→ **What is expected**
In the passage about NTP, copy the part that opens with the words containing "In each case, the" and closes with "are publicly accessible.", substituting "protection" for "security".

→ **Passage provided**

━━━

In each case, the developers of NTP have responded quickly with fixes or recommendations for remediating these attacks. Additionally, the development team has continued to look ahead and has worked to enhance the security of NTP.
Unfortunately, that has not translated to an improved security picture for NTP. Part of the problem with NTP is that it is a “set it and forget protocol.” When a new router or server is deployed NTP is configured and then most likely never touched again on that device. This often includes not upgrading the NTP daemon as new releases are available and it definitely does not include updating NTP configuration as new security recommendations are released. This means that there are a lot of vulnerable NTP clients and servers that are publicly accessible.
As a side project I run an NTP server that is part of the NTP Pool Project and is included in the pool.ntp.org rotation. I collect some statistical data from the incoming requests in order to understand more about how NTP traffic works from the server side. On August 1st, I collected 12 hours of NTP version data to see what the clients connecting to the server were running. I like the NTP Pool Project because it matches up random clients with servers that are part of the pool. This means that the server I manage sees a pretty random slice of traffic from around the world.
A little bit of background. NTP version 0 was first released with RFC 958 in 1985 (David L Mills actually developed it prior to that, but the release of the RFC is a good start date), more than 30 years ago. NTP version 3, documented in RFC 1305, was released by Mills in 1992. The most recent version of NTP, version 4, was released in 2010 and documented by Mills and team in RFC 5905. That means that the most recent version of NTP is more than 6 years old.

━━━

[Collected data entries]
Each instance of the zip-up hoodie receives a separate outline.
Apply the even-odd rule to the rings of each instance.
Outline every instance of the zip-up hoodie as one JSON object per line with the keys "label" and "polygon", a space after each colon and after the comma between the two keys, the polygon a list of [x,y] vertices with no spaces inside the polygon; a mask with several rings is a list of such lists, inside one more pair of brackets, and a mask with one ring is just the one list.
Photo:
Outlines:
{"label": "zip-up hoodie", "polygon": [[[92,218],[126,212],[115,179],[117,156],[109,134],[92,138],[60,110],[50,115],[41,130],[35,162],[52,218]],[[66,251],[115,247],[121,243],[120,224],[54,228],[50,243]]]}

━━━

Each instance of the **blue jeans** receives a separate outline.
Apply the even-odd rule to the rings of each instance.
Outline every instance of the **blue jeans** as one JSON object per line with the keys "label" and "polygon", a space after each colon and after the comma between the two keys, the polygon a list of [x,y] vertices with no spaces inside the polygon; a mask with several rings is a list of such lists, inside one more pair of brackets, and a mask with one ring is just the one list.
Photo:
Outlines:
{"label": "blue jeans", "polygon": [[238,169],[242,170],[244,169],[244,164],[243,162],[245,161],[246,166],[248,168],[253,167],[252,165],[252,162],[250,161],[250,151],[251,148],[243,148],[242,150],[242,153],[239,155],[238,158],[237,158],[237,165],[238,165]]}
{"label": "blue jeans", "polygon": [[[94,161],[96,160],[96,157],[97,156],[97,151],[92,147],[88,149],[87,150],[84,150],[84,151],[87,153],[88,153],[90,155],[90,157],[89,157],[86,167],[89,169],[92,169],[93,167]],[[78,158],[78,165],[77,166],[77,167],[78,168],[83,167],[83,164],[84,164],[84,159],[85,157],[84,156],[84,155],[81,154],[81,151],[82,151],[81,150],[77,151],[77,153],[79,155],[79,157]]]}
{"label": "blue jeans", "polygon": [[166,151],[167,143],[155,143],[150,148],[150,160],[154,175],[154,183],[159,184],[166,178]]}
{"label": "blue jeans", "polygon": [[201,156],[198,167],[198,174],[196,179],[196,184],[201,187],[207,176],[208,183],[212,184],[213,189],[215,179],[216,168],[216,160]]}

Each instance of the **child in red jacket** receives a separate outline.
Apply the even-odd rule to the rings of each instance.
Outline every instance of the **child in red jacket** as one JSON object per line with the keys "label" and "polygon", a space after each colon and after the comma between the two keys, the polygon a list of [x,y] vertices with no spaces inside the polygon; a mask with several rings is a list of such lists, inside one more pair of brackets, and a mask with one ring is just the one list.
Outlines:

━━━

→ **Answer to this task**
In each case, the developers of NTP have responded quickly with fixes or recommendations for remediating these attacks. Additionally, the development team has continued to look ahead and has worked to enhance the protection of NTP.
Unfortunately, that has not translated to an improved protection picture for NTP. Part of the problem with NTP is that it is a “set it and forget protocol.” When a new router or server is deployed NTP is configured and then most likely never touched again on that device. This often includes not upgrading the NTP daemon as new releases are available and it definitely does not include updating NTP configuration as new protection recommendations are released. This means that there are a lot of vulnerable NTP clients and servers that are publicly accessible.